====== RECORDS PROVIDED

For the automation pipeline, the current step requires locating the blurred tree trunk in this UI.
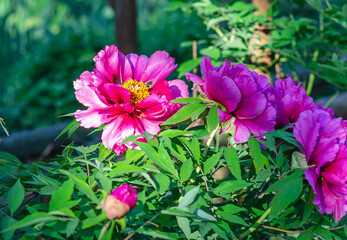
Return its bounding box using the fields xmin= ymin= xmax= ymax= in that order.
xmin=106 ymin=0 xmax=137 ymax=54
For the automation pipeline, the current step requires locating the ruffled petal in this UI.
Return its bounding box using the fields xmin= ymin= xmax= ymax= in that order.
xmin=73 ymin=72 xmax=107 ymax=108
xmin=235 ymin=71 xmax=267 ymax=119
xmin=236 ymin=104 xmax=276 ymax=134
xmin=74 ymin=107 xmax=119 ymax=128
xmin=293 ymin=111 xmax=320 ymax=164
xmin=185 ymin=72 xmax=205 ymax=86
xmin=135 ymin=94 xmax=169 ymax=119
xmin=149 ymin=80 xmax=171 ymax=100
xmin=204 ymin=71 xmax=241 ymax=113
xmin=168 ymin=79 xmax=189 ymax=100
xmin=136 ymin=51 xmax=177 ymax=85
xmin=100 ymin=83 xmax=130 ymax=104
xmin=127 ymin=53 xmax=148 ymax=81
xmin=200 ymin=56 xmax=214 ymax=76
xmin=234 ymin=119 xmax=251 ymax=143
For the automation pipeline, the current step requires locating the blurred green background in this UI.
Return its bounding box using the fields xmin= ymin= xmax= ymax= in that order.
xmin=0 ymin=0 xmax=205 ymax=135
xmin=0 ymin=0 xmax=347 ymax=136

============
====== RECORDS PROVIDED

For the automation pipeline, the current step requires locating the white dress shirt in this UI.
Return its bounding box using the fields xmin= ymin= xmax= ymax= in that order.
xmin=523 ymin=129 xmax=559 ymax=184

============

TASK DESCRIPTION: Please rewrite everything from the line containing "trunk in this UI." down to the line containing "xmin=0 ymin=0 xmax=347 ymax=136" with "blurred" changed to "out-of-focus" and nothing else altered. Leave the pictures out.

FINISHED ANSWER:
For the automation pipeline, the current step requires locating the out-of-focus tree trunk in this UI.
Return its bounding box using the fields xmin= ymin= xmax= ymax= in that order.
xmin=106 ymin=0 xmax=137 ymax=54
For the automation pipeline, the current step requires locating the ruffled petal in this UI.
Return its bounding box using the fields xmin= ymin= xmax= ymax= in that order.
xmin=73 ymin=72 xmax=107 ymax=108
xmin=235 ymin=71 xmax=267 ymax=119
xmin=236 ymin=104 xmax=276 ymax=134
xmin=74 ymin=107 xmax=119 ymax=128
xmin=293 ymin=111 xmax=320 ymax=164
xmin=185 ymin=72 xmax=205 ymax=86
xmin=135 ymin=94 xmax=169 ymax=119
xmin=149 ymin=80 xmax=171 ymax=100
xmin=204 ymin=71 xmax=241 ymax=113
xmin=168 ymin=79 xmax=189 ymax=100
xmin=136 ymin=51 xmax=177 ymax=85
xmin=100 ymin=83 xmax=130 ymax=104
xmin=127 ymin=53 xmax=148 ymax=81
xmin=200 ymin=56 xmax=214 ymax=76
xmin=234 ymin=119 xmax=251 ymax=143
For the automation pipeline, the current step requires locating the out-of-focus green background in this UI.
Return its bounding box using the fields xmin= ymin= xmax= ymax= in that order.
xmin=0 ymin=0 xmax=205 ymax=135
xmin=0 ymin=0 xmax=347 ymax=136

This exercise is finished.